** start of GIVEN RECORDS **

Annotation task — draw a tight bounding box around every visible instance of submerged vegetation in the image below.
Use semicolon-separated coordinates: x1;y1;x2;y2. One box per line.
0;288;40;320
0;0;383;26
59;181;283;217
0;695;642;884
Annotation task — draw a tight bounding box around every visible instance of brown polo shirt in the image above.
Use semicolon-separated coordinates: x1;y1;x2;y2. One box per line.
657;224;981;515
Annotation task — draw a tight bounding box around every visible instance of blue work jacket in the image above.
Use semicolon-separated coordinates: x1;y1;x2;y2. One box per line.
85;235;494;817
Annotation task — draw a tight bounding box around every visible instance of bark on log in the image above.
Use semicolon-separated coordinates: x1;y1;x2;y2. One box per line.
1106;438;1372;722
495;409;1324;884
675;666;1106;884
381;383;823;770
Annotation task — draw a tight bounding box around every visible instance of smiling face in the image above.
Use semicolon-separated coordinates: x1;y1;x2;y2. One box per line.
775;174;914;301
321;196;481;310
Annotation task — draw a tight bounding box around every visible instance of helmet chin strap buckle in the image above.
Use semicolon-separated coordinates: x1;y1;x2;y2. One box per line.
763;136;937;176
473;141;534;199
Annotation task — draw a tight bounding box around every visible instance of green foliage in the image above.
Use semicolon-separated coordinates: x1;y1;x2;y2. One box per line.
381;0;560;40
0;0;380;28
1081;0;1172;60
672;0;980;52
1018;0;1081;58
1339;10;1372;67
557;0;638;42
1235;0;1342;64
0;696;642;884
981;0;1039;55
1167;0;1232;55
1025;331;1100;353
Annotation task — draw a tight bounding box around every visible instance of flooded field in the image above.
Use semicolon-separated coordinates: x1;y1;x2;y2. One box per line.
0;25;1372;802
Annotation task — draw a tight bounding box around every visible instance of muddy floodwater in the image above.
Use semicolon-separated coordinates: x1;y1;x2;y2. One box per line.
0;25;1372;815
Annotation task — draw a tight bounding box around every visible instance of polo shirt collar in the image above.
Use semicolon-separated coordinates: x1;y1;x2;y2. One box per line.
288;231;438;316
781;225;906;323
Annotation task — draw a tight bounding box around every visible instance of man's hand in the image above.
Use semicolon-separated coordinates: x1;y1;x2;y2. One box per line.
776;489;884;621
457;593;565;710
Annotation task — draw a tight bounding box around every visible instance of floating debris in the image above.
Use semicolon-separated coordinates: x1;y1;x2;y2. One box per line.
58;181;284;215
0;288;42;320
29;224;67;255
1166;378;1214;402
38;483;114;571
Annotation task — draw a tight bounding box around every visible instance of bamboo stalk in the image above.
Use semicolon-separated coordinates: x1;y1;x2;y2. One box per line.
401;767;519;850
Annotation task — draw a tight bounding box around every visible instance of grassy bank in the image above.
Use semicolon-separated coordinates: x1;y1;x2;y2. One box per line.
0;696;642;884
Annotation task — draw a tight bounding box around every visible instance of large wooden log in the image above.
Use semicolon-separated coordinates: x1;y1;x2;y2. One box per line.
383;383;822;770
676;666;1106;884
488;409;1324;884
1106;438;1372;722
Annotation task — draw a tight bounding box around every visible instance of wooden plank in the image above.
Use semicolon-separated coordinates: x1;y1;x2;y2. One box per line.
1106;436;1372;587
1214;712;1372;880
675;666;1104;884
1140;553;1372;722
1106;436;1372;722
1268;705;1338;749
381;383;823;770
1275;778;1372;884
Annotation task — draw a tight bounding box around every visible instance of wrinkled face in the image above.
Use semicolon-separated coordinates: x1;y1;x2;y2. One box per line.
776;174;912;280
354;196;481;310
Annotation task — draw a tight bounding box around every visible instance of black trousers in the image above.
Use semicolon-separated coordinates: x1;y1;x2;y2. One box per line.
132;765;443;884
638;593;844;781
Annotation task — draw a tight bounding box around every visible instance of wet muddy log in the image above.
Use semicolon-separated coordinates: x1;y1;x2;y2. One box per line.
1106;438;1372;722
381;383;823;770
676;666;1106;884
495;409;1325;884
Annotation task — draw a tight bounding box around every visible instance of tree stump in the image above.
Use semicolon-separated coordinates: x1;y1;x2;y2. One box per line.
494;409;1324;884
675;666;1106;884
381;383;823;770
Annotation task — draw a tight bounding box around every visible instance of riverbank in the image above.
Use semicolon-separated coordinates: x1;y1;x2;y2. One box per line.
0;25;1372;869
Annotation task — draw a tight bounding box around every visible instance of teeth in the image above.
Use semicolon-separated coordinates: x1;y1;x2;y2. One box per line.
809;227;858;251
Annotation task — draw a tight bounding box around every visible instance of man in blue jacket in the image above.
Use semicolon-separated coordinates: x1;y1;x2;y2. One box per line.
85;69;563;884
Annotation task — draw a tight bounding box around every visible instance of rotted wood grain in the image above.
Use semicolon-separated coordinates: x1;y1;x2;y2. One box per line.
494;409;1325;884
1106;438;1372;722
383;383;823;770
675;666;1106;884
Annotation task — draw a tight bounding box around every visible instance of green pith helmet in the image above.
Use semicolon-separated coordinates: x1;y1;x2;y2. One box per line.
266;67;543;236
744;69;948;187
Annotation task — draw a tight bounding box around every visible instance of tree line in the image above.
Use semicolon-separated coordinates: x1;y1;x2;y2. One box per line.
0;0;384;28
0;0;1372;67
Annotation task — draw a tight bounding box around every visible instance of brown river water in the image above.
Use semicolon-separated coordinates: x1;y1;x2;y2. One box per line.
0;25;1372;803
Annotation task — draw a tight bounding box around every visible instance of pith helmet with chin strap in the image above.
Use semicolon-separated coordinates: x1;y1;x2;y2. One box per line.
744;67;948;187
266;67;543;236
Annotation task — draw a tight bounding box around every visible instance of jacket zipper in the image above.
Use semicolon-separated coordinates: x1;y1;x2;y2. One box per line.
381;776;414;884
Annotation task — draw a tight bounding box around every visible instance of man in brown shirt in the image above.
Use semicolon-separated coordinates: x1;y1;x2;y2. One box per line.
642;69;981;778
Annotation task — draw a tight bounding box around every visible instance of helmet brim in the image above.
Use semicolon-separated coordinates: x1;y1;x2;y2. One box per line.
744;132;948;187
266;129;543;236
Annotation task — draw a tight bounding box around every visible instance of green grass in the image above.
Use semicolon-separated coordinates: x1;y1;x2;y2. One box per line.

** end of GIVEN RECORDS **

### SHORT TASK
Reproduce the entries between the line containing "work jacket in the image above." and the line containing "473;141;534;199", both lines included, and output only those lines.

### WRITTEN ANSWER
Annotation task — draw a tight bounding box around every visible instance of blue work jacket in the image above.
Use semicolon-separated coordinates: x1;y1;x2;y2. One box per line.
85;235;494;817
Annotation task — draw a tight bounding box around every visible instance of bark on log in the image above.
Use semicolon-separated coordinates: x1;y1;x2;y2. One box per line.
1106;438;1372;722
495;409;1324;884
675;666;1106;884
381;383;823;770
Annotation task — draw a tight bounding box around every visible instance of smiling face in the image above.
Use semicolon-separated coordinates: x1;y1;x2;y2. One box per line.
775;174;914;301
321;196;481;310
Annotation task — draw a tight bounding box around every visible instance of helmet chin strap buckle in the image above.
Use semicolon-separated coordinates: x1;y1;x2;y2. One box per line.
763;136;937;176
473;141;534;199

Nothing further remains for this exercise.